As a result, precipitation has increased in the world's
mid- and high-latitude regions, [5]. Specific
humidity in the atmosphere is frequently expressed
in terms of specific humidity units (SHU) and
relative humidity units (RH). The ratio of water
vapor in the atmosphere to air capacity at a given
temperature. RH has the potential to have a direct
impact on plant development and human well-being,
[6]. The RH, on the other hand, is better suited for
researching climate feedback. When it comes to
affecting particle concentration and aerosol
radiation properties, RH is an important factor, and
this in turn has an impact on air quality and
visibility, [7].
Among all the variables, rainfall received in an
area is one of the key variables for studying climatic
variability and further planning socio-economic
development strategies accordingly. The IPCC's
third assessment report shows that the global
hydrological cycle will become more intense as a
result of climate change, which will affect both
ground and surface water supply, [8]. To plan and
manage water resources, one must comprehend the
dynamic character of the climate. Since rainfall
plays a crucial role in agriculture, water resources,
hydroelectric power generation, and the economy of
the region, along with annual and seasonal variation,
monthly rainfall, alongside that of cloud cover and
humidity, also plays an important role in planning
purposes.

_Given records_:
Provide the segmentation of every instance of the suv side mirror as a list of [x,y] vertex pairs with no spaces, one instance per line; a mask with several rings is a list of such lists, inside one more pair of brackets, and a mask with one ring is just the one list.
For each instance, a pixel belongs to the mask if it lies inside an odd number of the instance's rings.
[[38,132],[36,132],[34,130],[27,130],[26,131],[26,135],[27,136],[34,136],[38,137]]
...
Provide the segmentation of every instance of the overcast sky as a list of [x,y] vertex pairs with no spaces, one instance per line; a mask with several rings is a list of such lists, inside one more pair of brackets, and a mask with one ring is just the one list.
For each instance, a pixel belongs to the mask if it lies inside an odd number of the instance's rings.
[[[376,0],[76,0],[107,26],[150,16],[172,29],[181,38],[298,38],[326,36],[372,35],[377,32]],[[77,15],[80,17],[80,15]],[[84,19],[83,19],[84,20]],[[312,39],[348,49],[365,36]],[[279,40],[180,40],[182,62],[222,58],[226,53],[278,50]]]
* * *
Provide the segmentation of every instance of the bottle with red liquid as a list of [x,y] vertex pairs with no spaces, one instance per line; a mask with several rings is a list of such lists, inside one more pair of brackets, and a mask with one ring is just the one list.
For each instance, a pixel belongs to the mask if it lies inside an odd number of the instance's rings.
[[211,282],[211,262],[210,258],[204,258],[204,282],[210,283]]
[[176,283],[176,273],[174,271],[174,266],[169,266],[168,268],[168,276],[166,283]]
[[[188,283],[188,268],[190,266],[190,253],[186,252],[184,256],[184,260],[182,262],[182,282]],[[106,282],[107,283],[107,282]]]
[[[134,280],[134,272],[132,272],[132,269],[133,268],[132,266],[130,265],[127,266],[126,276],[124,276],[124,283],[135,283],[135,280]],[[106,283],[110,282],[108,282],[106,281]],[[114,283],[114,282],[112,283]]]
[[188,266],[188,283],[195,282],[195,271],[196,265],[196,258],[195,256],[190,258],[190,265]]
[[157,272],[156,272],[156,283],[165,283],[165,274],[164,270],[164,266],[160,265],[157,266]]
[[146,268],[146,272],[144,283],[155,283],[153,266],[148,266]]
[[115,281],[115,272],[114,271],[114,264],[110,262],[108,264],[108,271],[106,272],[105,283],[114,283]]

_To-do list_:
• A. List the areas in which the passage on humidity and rainfall says rainfall plays a crucial role.
• B. Answer these using the passage on humidity and rainfall:
(i) In which regions has precipitation increased?
(ii) What two things does RH affect that in turn have an impact on air quality and visibility?
(iii) According to the IPCC's third assessment report, how will climate change affect the global hydrological cycle?
• C. Carry the passage on humidity and rainfall forward from its last sentence.
The material has no connection to the passage on humidity and rainfall.

_Expected outputs_:
• A.
Agriculture
Water resources
Hydroelectric power generation
The economy of the region

• B.
(i) The world's mid- and high-latitude regions.
(ii) Particle concentration and aerosol radiation properties.
(iii) It will become more intense.

• C.
1.1 Description of Clouds
Observations with powerful telescopes on the
ground and in space have shown that planets with a
lot of water or an atmosphere, like Venus, Mars,
Jupiter, and Saturn in our solar system or similar
systems in distant galaxies, form clouds around the
planet's surface when they are placed at an
appropriate distance from their star. There is a
fundamental connection between clouds, the three
known phases of water, and the perplexing chemical
composition of water and water molecules. As
Masaru Emoto has proved via his experiments and
knowledge, ice crystals generated from water in
different places throughout the world exhibit strange
differences in their structure, shape, symmetry, and
size. In addition to being puzzling and strange, these
findings defy all reasonable explanations, [1].
It's impossible to know for sure, but Rupert
Sheldrake's work on regional variations in
morphogenetic fields may have contributed to these
discrepancies, [9]. Even though they are more like
blanket layers of gaseous masses than actual clouds,
large volumes of gases like carbon dioxide,
methane, ammonia, etc. have been referred to as
"gaseous clouds" in the literature without regard to
context, [10]. In the past, it was thought that clouds
formed on Earth as a result of water evaporation
from seas and lakes, animal metabolism, and
evaporation from forests, crop canopies, and sea
algae. Thus, evaporating water crystallizes into
microscopic particles between 20 and 60 microns in
size and then forms opaque porous masses called
clouds as a result of precipitation and cooling.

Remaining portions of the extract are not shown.